Requirement 1>
Please extract the passage of the FASB intangible-assets summary between "Based on consensus" and "certain other transactions.", inclusive.
Requirement 2>
Write what comes next in the FASB intangible-assets summary, starting after its last sentence.

Quoted passage>
#####
Business & Individual Tax - PYAPC
Published March 6, 2015

FASB’s Final Guidance on Accounting for Intangible Assets in Business Combinations by Private Companies

Overview

Based on consensus reached by the Private Company Council (PCC), the Financial Accounting Standards Board (FASB) issued final guidance at the end of 2014 to help simplify the accounting for intangible assets acquired in a business combination by private companies. Specifically, Accounting Standards Update (ASU) No. 2014-18 (Update), Business Combinations (Topic 805): Accounting for Identifiable Intangible Assets in a Business Combination (ASC 805), will allow private companies to recognize fewer intangible assets in a business combination separate from goodwill.


Key Takeaways:

  • FASB’s final guidance in ASC 805, update No. 2014-18, allows private companies to simplify their accounting by recognizing fewer intangible assets in a business combination and certain other transactions.
  • The companies that elect this accounting alternative must also elect the goodwill accounting alternative for private companies in ASU 2014-02.
  • If this alternative accounting method is desired, a company must adopt it for the first qualifying transaction occurring in fiscal years beginning after December 15, 2015. Early adoption is allowable if a company has not yet made its fiscal year 2014 financial statements available for issuance. Later adoption would be considered a voluntary change in accounting principle, which would be appropriate only if that change was determined to be preferable.
#####
Record set>
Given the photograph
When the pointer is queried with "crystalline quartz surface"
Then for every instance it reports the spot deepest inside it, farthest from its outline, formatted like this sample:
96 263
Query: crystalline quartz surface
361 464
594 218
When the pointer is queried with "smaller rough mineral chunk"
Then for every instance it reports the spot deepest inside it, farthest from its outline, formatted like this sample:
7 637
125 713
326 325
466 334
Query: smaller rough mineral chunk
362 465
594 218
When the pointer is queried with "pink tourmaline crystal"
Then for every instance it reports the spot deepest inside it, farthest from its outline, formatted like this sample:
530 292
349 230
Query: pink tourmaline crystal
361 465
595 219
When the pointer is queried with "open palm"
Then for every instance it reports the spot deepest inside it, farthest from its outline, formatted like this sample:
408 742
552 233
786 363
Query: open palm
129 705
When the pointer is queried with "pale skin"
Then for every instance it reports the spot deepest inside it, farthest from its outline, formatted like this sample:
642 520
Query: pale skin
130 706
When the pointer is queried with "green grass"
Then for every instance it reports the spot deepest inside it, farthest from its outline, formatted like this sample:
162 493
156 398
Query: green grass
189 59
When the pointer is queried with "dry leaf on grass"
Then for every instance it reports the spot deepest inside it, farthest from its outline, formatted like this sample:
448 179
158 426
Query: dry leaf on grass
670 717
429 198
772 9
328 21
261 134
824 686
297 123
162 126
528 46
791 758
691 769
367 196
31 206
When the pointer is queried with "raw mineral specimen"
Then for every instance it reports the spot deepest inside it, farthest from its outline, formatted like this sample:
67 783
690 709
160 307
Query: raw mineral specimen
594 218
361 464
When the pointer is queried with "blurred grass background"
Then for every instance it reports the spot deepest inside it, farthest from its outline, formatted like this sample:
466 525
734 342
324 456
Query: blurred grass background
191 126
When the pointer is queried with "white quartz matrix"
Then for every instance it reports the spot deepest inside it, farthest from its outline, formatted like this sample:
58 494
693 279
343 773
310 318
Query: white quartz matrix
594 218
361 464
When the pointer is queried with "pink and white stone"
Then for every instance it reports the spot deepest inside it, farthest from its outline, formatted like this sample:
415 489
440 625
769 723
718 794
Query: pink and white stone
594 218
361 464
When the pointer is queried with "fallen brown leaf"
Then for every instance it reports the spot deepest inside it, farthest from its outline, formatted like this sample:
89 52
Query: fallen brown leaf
#####
Written response 1>
Based on consensus reached by the Private Company Council (PCC), the Financial Accounting Standards Board (FASB) issued final guidance at the end of 2014 to help simplify the accounting for intangible assets acquired in a business combination by private companies. Specifically, Accounting Standards Update (ASU) No. 2014-18 (Update), Business Combinations (Topic 805): Accounting for Identifiable Intangible Assets in a Business Combination (ASC 805), will allow private companies to recognize fewer intangible assets in a business combination separate from goodwill.


Key Takeaways:

  • FASB’s final guidance in ASC 805, update No. 2014-18, allows private companies to simplify their accounting by recognizing fewer intangible assets in a business combination and certain other transactions.

Written response 2>
  • Most hospitals and health systems will not have the opportunity to adopt this provision as ASC 805 defines “private company” as “an entity other than a public business entity, a not-for-profit entity, or an employee benefit plan within the scope of Topics 960 through 965 on plan accounting.” However, FASB has added a project to its agenda to consider similar guidance (see explanation further herein) for public business entities and not-for-profits. The timing for any similar changes is not yet clear.

Main Provisions of the Update

The Update allows private companies to avoid the cost and complexity associated with recognizing and measuring certain customer-related intangible assets and non-competition agreements. Specifically, a private company that elects this accounting alternative would no longer recognize separately from goodwill:

  • Customer-related intangible assets, unless they are capable of being sold or licensed independently from the other assets of the business.
  • Non-competition agreements.

Companies that elect the new alternative accounting treatment will also be required to elect the goodwill accounting alternative in ASU 2014-02, which requires goodwill to be amortized over a period of ten years or less. However, companies that elect the goodwill accounting alternative would not be required to elect the new intangible assets accounting alternative.

Impact of Update

The accounting alternative applies when a private company is required to recognize or otherwise consider the fair value of intangible assets as a result of any one of the following transactions:

  • Applying the acquisition method under ASC 805, Business Combinations.
  • Assessing the nature of the difference between the carrying amount of an investment and the amount of underlying equity in net assets of an investee when applying the equity method under Topic 323 on investments—equity method and joint ventures.
  • Adopting fresh-start reporting in accordance with Topic 852 on reorganizations.

Publicly traded companies and not-for-profit organizations are not permitted to elect this accounting alternative. However, FASB has added a separate project to its agenda to consider the applicability of this accounting alternative to publicly traded companies and not-for-profit organizations.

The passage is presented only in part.